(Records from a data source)
________________________

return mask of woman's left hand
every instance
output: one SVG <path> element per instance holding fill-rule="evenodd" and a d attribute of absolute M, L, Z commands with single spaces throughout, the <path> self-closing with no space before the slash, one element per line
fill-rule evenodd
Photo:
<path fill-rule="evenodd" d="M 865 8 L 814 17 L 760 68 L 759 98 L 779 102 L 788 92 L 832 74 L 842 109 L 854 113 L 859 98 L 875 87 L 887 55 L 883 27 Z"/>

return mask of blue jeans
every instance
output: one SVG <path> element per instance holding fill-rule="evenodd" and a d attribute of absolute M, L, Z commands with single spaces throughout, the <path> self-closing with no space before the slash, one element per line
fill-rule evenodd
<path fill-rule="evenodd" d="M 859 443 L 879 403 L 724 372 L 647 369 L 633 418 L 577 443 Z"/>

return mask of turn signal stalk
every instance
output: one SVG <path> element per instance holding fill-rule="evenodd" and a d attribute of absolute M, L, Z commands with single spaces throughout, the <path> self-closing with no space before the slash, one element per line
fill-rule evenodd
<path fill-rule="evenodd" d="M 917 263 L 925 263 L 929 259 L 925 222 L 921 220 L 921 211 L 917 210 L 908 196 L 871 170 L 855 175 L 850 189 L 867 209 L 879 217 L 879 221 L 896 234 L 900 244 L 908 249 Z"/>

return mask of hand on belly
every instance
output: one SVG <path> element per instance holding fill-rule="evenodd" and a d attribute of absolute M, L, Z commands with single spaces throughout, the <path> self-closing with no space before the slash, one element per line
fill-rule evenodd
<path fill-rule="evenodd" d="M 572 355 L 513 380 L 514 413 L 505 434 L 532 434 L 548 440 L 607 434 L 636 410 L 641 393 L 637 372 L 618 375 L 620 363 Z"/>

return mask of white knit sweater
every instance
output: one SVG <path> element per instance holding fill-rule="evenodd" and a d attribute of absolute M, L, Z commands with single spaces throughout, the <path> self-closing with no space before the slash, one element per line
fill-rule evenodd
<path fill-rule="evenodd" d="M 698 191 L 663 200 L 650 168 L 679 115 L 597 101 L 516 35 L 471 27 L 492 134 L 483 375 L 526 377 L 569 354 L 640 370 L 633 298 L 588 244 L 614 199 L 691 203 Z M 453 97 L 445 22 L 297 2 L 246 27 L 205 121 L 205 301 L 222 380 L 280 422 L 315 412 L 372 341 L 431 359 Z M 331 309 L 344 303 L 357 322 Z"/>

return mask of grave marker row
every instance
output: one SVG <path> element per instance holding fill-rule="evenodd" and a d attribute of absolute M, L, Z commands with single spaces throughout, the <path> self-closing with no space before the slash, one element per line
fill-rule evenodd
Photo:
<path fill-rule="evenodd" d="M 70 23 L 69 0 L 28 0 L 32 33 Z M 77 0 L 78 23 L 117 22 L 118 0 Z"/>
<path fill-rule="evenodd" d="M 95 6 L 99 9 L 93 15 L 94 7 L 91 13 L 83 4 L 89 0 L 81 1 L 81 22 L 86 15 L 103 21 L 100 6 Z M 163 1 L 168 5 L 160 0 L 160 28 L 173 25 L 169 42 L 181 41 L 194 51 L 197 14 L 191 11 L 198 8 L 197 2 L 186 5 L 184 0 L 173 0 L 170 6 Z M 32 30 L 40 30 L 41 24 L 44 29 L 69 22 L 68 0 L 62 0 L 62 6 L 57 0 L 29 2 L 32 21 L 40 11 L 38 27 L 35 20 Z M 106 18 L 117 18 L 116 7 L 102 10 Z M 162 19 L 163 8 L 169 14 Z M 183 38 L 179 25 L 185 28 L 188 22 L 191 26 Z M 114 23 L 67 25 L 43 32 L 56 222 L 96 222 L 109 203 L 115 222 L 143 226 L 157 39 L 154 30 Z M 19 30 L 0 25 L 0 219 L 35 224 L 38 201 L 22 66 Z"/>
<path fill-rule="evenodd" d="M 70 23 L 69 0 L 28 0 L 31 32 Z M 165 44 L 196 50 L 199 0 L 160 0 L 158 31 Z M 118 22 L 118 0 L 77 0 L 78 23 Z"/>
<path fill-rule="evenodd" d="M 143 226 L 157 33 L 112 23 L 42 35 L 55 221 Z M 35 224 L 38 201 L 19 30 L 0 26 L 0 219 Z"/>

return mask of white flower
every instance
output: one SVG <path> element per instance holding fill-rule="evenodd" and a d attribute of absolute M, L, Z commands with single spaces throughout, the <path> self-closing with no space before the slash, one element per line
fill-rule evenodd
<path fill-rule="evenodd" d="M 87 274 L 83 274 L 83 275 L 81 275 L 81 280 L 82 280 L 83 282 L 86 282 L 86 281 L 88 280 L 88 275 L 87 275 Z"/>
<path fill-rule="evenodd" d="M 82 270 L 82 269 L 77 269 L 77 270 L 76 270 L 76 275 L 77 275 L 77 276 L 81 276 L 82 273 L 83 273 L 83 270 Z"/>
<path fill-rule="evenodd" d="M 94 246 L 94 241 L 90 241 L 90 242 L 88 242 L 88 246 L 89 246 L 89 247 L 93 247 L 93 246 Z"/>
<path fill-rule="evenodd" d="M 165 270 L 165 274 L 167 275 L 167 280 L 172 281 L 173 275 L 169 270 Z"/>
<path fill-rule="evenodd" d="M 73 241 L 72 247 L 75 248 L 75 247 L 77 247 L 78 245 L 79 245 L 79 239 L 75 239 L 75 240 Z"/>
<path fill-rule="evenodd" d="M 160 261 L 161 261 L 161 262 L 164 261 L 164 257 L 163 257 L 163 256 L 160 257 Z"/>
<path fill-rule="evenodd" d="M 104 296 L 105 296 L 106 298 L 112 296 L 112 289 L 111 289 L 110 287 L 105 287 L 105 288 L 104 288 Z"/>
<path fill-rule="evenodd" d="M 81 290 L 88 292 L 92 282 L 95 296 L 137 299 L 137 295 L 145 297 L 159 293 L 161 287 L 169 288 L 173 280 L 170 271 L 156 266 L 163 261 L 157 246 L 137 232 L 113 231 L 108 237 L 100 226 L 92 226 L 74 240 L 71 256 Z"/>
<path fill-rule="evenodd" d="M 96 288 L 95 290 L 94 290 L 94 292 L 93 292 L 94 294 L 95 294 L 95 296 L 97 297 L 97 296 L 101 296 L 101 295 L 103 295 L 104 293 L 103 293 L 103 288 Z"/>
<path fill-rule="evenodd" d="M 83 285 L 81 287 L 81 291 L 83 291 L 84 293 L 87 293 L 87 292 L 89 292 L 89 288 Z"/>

________________________

Report each line of the data in which "white" occurs.

ANSWER FOR THE TASK
return mask of white knit sweater
return mask of white flower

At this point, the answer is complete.